Set exercise:
Report how many lines of the listing below contain the string "pink", with uppercase and lowercase treated as different, and give only the number.

/---

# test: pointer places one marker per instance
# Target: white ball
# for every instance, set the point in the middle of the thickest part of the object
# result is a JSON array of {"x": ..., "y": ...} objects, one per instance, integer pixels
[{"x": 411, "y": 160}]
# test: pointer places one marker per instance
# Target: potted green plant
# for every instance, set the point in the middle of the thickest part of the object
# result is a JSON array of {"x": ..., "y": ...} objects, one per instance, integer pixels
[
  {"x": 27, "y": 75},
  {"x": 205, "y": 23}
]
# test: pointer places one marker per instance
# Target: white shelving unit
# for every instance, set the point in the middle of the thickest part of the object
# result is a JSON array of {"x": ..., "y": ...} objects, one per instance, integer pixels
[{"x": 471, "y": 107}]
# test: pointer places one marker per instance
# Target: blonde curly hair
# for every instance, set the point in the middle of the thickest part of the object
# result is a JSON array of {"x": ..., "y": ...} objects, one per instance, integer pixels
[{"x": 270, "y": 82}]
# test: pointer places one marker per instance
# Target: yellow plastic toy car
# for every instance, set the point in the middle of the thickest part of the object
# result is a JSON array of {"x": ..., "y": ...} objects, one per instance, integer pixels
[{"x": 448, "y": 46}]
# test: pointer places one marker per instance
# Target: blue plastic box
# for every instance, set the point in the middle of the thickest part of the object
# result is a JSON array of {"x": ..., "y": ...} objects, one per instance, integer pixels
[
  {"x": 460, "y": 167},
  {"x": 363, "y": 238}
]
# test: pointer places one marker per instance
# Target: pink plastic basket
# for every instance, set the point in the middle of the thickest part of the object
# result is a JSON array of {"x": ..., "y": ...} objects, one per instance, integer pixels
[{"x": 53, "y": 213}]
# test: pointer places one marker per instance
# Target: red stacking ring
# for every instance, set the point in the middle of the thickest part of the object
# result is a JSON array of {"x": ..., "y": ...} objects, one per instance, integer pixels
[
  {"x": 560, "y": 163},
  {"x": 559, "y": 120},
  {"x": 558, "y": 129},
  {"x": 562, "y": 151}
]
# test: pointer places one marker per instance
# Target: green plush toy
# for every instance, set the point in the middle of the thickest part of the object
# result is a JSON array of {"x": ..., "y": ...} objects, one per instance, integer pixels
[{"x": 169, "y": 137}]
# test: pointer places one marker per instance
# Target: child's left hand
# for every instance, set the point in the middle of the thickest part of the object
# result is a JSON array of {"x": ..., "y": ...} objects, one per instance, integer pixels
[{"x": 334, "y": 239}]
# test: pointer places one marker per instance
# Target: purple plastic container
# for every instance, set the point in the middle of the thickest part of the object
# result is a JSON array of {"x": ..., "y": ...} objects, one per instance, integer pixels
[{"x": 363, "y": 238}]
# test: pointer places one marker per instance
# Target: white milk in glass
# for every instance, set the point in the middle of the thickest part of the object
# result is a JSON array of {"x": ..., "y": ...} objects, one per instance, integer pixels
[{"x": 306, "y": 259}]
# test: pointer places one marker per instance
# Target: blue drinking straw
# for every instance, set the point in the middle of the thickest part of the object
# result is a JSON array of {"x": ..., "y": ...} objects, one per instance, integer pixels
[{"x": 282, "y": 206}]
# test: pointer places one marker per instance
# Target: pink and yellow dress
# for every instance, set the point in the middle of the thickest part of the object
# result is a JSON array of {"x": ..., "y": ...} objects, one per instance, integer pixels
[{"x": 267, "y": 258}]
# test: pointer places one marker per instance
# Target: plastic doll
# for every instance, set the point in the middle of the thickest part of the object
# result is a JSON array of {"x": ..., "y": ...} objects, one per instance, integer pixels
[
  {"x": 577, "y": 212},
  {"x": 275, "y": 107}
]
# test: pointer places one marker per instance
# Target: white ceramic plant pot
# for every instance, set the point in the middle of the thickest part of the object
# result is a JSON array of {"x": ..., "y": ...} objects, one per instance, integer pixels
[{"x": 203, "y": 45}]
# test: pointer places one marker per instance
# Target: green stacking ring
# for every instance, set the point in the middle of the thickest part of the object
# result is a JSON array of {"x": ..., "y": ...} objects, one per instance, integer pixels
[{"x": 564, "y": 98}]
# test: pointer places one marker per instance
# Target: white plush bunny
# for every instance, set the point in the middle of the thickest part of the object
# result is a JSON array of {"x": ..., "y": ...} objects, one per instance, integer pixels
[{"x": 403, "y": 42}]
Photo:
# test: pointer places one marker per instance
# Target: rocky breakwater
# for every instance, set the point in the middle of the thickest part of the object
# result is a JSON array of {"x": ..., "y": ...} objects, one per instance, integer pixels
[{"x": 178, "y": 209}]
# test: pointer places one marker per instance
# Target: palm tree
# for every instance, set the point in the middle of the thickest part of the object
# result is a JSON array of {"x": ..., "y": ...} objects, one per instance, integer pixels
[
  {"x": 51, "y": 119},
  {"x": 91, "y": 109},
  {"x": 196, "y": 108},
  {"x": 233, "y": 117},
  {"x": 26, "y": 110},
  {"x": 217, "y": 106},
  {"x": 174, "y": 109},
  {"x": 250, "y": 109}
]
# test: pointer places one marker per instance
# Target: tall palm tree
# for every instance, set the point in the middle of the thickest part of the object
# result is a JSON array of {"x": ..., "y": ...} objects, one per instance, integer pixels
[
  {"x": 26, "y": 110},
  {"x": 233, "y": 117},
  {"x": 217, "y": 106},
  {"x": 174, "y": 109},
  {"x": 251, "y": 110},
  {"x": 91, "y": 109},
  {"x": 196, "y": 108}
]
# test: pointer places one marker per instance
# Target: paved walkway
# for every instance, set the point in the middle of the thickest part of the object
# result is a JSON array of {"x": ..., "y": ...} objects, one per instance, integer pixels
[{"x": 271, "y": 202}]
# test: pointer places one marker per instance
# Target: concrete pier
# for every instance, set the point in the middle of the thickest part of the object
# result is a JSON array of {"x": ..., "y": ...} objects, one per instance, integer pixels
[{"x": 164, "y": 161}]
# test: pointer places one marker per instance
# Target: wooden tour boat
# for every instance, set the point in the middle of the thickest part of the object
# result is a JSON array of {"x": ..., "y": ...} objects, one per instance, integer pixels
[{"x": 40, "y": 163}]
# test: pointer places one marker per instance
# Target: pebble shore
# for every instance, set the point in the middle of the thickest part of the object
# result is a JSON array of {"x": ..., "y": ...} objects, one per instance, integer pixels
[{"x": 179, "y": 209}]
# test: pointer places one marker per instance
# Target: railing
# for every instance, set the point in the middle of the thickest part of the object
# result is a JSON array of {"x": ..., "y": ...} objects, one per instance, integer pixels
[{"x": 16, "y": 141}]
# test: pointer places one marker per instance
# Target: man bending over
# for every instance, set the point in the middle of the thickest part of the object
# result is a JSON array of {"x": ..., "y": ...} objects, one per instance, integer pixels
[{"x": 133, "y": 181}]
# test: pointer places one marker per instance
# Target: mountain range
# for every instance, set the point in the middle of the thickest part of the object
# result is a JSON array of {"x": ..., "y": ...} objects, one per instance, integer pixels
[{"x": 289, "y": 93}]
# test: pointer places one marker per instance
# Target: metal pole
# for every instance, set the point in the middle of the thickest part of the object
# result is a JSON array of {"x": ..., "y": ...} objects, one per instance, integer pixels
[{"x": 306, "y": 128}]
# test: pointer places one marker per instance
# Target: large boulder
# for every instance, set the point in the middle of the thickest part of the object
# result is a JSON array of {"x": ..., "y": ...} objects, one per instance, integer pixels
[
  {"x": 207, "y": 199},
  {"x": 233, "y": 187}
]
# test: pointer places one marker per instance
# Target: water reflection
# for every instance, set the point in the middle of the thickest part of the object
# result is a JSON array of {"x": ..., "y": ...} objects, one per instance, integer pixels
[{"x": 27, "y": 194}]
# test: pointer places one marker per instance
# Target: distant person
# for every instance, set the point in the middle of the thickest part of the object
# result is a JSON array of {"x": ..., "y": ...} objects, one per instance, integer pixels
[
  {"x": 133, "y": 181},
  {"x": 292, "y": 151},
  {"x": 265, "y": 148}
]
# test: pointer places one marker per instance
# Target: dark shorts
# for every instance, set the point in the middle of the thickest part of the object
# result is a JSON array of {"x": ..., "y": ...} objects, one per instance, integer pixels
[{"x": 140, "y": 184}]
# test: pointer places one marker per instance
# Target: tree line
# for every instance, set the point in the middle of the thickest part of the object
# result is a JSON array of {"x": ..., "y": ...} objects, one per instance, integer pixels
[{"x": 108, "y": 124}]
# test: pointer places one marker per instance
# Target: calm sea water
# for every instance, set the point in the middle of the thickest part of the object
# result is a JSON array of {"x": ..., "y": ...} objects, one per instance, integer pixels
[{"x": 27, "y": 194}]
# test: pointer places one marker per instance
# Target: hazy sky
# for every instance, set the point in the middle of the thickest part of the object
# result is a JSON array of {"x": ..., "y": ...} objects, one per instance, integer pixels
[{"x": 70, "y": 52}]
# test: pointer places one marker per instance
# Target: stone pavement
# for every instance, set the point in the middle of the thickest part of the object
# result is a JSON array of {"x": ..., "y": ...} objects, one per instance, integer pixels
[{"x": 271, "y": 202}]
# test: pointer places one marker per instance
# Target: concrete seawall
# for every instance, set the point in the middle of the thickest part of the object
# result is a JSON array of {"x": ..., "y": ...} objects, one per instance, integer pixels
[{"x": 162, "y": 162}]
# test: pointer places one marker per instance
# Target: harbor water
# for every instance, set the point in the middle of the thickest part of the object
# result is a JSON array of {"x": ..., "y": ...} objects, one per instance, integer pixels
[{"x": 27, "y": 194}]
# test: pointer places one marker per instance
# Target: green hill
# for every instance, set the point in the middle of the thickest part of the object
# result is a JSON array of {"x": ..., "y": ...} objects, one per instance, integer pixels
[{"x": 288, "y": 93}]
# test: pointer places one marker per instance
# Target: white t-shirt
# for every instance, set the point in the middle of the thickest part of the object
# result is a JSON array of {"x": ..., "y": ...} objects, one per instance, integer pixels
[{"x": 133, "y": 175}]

\---

Expected answer:
2